--- Start DATASET RECORDS ---
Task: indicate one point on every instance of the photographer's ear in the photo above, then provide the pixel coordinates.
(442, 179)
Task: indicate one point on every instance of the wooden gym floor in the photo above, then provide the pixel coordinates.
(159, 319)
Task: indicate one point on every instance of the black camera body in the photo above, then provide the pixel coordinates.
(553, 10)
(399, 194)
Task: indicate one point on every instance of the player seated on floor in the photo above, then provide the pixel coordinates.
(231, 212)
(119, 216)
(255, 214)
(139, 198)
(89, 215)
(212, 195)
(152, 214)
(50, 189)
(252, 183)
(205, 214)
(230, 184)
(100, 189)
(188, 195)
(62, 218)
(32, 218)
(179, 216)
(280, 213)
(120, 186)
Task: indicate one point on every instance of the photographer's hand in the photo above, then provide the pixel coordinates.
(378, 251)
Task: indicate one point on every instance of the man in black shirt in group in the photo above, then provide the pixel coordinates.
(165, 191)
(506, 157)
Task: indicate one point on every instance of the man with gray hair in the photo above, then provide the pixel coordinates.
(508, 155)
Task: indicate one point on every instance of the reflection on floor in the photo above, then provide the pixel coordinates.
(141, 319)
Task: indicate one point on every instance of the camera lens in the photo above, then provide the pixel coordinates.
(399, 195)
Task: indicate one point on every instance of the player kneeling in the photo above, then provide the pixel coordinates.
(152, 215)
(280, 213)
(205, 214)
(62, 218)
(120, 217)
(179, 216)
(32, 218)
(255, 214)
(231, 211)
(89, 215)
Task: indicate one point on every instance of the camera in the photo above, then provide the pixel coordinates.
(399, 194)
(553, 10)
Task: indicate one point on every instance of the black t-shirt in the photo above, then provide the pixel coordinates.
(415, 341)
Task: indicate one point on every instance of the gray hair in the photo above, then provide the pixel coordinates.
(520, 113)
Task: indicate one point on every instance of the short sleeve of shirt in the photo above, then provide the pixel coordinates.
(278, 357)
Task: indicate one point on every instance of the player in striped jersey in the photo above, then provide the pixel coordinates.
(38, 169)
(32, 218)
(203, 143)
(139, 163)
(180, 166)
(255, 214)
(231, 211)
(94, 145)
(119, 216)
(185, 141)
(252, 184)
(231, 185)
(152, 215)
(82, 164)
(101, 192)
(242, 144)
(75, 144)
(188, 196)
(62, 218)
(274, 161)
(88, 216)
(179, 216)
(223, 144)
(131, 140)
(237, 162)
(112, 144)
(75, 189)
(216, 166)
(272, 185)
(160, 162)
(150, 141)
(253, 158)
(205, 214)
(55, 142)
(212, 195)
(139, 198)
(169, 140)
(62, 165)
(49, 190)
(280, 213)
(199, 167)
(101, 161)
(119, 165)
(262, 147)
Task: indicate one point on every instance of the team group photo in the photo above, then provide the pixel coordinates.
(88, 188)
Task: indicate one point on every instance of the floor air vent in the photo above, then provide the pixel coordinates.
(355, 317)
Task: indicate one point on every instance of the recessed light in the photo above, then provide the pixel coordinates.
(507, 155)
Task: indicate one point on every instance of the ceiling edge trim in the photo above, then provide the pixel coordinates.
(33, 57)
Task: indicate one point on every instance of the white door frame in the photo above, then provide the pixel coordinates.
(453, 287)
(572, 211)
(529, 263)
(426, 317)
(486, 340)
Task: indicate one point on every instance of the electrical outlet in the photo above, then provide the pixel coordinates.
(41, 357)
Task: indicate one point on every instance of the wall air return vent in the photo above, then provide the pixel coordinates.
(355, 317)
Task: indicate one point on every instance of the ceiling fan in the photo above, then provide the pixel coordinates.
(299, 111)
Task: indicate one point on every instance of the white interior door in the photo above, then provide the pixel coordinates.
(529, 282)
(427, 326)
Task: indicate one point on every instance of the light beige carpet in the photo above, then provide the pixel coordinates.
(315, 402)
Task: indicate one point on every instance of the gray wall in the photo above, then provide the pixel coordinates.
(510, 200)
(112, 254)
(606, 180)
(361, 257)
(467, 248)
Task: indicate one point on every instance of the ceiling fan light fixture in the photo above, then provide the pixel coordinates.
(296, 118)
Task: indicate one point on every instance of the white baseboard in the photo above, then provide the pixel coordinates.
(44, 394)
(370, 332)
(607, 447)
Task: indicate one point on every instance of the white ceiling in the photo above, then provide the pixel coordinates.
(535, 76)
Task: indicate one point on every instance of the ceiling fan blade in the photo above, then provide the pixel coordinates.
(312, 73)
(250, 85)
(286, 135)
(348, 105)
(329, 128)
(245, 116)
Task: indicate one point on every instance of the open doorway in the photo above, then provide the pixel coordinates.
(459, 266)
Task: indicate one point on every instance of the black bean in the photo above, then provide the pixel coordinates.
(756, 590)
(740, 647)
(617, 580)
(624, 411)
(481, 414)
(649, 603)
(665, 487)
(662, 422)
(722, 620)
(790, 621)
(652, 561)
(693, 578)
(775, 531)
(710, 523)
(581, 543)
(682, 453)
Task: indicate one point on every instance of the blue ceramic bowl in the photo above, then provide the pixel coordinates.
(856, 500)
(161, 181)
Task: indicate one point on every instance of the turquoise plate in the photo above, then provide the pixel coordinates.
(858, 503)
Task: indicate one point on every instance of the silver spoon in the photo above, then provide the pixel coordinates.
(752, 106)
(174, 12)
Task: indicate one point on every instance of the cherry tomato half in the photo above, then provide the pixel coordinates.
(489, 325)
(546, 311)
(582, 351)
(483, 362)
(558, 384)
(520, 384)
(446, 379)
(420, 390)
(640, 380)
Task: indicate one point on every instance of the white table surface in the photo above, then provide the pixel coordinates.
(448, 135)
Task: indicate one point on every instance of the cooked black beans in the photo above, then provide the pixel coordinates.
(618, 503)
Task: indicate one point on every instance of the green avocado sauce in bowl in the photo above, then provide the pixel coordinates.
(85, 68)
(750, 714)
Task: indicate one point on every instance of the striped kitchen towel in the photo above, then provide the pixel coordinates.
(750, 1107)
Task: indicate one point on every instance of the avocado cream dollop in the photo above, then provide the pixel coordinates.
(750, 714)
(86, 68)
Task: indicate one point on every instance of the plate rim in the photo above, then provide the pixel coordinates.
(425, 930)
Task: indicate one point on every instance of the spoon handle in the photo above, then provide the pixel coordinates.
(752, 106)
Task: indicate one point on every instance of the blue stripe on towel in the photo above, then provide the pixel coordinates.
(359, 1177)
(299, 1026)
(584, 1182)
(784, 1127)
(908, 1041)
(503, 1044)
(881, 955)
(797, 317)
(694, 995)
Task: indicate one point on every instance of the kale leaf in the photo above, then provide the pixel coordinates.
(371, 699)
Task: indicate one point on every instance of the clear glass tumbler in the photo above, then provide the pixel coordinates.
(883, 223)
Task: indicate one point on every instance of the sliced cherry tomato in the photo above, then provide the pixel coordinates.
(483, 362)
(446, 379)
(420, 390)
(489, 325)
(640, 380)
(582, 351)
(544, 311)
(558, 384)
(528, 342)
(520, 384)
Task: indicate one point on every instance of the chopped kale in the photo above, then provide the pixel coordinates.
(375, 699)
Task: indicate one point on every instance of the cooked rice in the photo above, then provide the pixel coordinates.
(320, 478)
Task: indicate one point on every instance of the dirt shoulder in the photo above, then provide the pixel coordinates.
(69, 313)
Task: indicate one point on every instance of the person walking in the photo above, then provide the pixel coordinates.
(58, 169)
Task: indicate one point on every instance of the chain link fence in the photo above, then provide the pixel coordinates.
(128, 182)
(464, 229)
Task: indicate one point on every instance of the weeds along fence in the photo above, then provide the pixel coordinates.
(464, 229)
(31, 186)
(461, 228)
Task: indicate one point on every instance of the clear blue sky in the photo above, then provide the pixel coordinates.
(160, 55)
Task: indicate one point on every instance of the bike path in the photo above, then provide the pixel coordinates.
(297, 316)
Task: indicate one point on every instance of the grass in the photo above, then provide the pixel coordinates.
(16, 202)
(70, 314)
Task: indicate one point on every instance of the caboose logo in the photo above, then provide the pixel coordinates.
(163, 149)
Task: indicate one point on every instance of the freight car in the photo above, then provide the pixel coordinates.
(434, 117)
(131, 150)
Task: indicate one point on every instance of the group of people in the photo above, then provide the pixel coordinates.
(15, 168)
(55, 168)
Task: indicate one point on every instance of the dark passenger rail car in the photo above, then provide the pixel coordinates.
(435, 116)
--- End DATASET RECORDS ---
TASK GOAL: Copy out the records word for word, from the line containing "Task: indicate one point on every instance of the blue ceramic" through the line containing "(750, 1107)", both of those lines included.

IN RESPONSE:
Task: indicate one point on every instance of the blue ceramic bowl in the photo above, then provide the pixel coordinates.
(856, 500)
(161, 181)
Task: indicate one point on every instance of the turquoise plate in the photo above, then provide the pixel coordinates.
(858, 503)
Task: indicate one point on every instance of the silver spoon in the photo above, then provide the pixel coordinates.
(752, 106)
(174, 12)
Task: indicate one point on every instance of the cherry tomato half in the photo above, then provide the pixel coordinates.
(489, 325)
(546, 311)
(582, 351)
(483, 362)
(558, 384)
(520, 384)
(446, 379)
(420, 390)
(640, 380)
Task: indicate one point on every instance of the white table surface in the photo above, then provide the pixel coordinates.
(448, 135)
Task: indicate one point on every instance of the cooked black beans in the photo above, then provide the pixel coordinates.
(618, 503)
Task: indicate one point on every instance of the green avocado sauce in bowl in the photo above, then provide the pixel coordinates.
(85, 68)
(750, 714)
Task: indicate one point on every instance of the striped kitchen towel in the photo above, then provide the pixel coordinates.
(750, 1107)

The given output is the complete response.